* **EXERCISE TASK**
Would you retype, word for word, the line with "The component shall indicate each instance of the spectator" and every line after it through the end of the records below?

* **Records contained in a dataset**

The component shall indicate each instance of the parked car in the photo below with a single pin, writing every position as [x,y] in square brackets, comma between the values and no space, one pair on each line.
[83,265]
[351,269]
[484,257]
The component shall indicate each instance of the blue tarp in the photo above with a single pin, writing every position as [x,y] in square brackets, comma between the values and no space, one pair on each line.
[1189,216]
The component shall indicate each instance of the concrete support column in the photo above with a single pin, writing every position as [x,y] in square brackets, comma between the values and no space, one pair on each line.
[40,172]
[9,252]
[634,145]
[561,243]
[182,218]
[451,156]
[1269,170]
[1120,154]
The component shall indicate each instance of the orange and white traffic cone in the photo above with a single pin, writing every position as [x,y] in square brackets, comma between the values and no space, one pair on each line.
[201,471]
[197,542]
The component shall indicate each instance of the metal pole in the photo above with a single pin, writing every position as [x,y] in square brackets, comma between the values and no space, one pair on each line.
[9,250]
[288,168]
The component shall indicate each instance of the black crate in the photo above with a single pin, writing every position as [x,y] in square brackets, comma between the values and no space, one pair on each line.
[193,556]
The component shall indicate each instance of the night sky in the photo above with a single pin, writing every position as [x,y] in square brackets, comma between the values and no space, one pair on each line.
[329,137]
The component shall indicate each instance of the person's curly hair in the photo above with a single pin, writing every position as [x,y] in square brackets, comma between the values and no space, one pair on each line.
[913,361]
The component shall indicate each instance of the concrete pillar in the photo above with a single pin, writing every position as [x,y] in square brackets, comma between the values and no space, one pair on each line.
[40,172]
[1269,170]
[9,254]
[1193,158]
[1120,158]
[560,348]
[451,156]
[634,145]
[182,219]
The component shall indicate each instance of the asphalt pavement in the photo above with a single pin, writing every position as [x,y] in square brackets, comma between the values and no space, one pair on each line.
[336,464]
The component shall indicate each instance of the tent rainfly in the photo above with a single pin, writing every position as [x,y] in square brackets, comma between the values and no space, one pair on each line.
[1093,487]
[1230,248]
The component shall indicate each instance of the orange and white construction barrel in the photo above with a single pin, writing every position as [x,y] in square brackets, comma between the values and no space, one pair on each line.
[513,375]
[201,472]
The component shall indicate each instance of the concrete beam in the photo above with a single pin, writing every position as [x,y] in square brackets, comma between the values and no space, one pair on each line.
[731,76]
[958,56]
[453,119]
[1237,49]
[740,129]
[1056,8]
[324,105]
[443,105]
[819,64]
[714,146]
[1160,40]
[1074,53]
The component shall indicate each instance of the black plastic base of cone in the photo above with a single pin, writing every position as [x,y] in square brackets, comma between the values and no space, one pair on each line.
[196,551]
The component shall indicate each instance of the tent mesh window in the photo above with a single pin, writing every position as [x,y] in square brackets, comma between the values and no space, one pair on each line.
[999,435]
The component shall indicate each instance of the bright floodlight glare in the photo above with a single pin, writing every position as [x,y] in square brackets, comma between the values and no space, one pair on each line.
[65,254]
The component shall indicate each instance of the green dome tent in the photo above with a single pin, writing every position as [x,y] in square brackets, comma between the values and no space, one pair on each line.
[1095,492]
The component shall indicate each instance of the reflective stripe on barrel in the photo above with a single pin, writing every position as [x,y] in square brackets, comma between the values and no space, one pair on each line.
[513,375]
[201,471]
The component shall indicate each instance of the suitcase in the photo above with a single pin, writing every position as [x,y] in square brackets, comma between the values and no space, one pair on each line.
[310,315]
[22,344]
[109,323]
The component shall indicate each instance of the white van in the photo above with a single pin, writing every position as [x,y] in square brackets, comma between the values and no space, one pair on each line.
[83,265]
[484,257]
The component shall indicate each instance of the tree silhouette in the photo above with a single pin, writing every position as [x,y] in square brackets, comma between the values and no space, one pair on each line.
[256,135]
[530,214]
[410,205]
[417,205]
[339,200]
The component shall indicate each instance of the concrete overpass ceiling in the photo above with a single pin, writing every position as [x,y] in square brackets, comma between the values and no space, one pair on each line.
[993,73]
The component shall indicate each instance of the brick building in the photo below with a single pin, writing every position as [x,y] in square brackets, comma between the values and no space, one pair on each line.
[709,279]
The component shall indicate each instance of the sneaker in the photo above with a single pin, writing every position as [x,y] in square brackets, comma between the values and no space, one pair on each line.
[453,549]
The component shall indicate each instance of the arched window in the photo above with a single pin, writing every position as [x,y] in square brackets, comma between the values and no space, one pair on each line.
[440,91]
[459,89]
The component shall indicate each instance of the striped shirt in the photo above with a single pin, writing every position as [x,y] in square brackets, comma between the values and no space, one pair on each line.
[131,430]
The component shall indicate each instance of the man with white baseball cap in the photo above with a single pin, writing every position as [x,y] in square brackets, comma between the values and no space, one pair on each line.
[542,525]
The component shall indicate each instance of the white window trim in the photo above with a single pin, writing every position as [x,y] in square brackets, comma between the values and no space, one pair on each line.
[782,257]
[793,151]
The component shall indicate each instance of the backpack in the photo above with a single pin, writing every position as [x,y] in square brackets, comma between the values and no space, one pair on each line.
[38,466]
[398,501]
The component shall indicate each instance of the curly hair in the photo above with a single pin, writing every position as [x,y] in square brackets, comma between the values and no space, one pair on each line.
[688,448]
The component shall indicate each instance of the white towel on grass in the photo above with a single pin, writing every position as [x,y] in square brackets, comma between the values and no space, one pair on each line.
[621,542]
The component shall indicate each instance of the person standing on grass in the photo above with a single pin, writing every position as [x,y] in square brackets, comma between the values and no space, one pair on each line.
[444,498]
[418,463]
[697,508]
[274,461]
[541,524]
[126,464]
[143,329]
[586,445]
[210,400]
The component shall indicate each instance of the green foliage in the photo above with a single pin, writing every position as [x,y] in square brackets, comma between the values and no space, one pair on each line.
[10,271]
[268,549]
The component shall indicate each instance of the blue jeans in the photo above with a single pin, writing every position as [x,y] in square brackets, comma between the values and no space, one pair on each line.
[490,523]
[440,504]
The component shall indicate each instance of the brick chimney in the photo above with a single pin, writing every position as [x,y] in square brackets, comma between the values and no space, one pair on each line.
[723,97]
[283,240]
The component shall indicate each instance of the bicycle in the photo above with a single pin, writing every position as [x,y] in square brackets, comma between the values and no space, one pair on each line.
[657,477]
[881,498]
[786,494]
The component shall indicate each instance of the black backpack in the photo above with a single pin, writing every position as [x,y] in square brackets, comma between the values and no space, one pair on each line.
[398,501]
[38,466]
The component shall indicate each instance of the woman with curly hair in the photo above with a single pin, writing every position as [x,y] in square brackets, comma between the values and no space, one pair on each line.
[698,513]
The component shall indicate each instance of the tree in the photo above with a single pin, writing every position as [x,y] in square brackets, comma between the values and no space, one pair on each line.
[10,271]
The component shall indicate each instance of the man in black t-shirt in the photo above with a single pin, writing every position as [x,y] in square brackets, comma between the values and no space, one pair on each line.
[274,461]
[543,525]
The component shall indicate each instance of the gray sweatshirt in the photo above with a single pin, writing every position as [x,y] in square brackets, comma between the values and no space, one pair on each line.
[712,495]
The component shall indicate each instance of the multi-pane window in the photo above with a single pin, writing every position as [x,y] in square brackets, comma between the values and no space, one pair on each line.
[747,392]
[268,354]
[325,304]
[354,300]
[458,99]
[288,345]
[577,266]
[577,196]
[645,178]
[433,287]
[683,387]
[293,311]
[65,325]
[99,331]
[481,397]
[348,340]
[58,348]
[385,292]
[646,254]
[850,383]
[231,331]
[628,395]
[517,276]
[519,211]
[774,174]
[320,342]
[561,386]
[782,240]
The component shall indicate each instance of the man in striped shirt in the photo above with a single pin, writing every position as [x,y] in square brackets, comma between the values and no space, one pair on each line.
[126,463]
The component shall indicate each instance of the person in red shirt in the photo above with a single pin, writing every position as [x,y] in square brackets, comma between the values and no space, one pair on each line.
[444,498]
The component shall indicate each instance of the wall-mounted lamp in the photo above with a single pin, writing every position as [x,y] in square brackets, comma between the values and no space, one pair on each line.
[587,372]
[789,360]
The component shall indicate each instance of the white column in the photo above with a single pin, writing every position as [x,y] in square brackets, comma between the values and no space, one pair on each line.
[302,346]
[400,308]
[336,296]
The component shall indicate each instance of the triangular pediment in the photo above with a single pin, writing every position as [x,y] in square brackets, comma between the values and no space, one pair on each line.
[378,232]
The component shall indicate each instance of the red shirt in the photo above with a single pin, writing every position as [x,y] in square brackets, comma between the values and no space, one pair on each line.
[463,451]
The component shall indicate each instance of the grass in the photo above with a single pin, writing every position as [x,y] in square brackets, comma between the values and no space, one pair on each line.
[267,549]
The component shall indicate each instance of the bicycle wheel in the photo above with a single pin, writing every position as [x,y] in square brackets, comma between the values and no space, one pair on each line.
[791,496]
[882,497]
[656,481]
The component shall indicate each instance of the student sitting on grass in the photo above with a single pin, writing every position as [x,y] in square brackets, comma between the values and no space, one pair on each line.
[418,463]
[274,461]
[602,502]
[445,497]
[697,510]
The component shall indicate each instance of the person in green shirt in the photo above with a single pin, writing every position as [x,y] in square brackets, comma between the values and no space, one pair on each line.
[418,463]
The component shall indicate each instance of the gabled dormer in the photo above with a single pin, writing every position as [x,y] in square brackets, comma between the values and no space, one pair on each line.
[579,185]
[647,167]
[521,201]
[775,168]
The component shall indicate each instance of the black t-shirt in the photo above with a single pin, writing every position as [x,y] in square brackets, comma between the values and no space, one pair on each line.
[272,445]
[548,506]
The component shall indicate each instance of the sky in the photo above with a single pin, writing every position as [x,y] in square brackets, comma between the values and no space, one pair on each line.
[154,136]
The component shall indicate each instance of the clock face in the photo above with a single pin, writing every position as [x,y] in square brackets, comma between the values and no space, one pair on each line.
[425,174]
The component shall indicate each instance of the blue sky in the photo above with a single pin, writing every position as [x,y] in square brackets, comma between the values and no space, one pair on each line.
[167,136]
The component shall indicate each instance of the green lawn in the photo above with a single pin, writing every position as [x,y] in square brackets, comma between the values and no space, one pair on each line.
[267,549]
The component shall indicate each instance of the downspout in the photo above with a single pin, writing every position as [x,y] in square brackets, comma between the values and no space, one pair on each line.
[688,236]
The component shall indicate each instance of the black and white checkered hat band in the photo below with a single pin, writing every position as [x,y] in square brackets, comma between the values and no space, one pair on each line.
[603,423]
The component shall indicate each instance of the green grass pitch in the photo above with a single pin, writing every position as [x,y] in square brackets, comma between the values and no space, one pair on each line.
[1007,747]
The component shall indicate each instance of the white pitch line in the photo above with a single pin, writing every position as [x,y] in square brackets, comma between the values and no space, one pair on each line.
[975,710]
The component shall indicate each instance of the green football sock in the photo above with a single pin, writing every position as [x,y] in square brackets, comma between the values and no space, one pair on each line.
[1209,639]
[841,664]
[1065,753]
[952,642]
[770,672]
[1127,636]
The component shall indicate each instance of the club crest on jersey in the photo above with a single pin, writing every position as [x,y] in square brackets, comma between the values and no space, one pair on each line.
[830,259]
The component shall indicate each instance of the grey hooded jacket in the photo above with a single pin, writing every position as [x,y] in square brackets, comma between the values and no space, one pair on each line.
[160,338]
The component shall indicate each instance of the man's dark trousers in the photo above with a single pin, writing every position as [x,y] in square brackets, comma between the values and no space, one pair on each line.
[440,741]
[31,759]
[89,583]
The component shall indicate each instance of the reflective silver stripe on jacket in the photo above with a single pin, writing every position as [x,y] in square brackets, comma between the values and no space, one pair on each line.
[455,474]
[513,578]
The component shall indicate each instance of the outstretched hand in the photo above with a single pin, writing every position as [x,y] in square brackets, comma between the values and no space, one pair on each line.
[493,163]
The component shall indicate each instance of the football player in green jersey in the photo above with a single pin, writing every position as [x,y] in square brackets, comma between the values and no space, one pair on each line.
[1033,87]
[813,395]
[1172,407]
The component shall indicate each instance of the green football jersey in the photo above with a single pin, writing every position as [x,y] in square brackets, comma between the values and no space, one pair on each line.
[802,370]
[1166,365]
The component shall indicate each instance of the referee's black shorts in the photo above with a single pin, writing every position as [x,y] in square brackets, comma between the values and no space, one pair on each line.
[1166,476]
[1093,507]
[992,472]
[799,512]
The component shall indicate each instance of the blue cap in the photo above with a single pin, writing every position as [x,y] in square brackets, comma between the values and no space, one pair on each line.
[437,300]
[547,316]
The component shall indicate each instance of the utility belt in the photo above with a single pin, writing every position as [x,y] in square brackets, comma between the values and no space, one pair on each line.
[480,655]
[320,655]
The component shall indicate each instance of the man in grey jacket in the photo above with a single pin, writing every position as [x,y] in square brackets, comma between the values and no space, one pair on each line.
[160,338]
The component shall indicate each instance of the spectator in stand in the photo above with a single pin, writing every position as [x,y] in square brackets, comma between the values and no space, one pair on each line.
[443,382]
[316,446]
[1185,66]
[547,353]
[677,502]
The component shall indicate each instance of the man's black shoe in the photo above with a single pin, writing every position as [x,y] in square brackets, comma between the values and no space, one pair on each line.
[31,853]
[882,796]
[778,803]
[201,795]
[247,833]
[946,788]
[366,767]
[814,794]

* **RESULT FOR THIS EXERCISE**
The component shall indicate each instance of the spectator in stand in the photo above with a single pin, writing every position as [x,y] in square brackets, comma between the values and no space, one pair on each line.
[443,382]
[316,446]
[1185,66]
[547,353]
[677,502]
The component shall indicate each instance of the man's black shoe in the photo above with a single pin, writing every position as [x,y] in square brackets, comma between the values and no space, one pair on each line.
[31,853]
[882,796]
[778,803]
[201,795]
[247,833]
[946,788]
[366,767]
[814,794]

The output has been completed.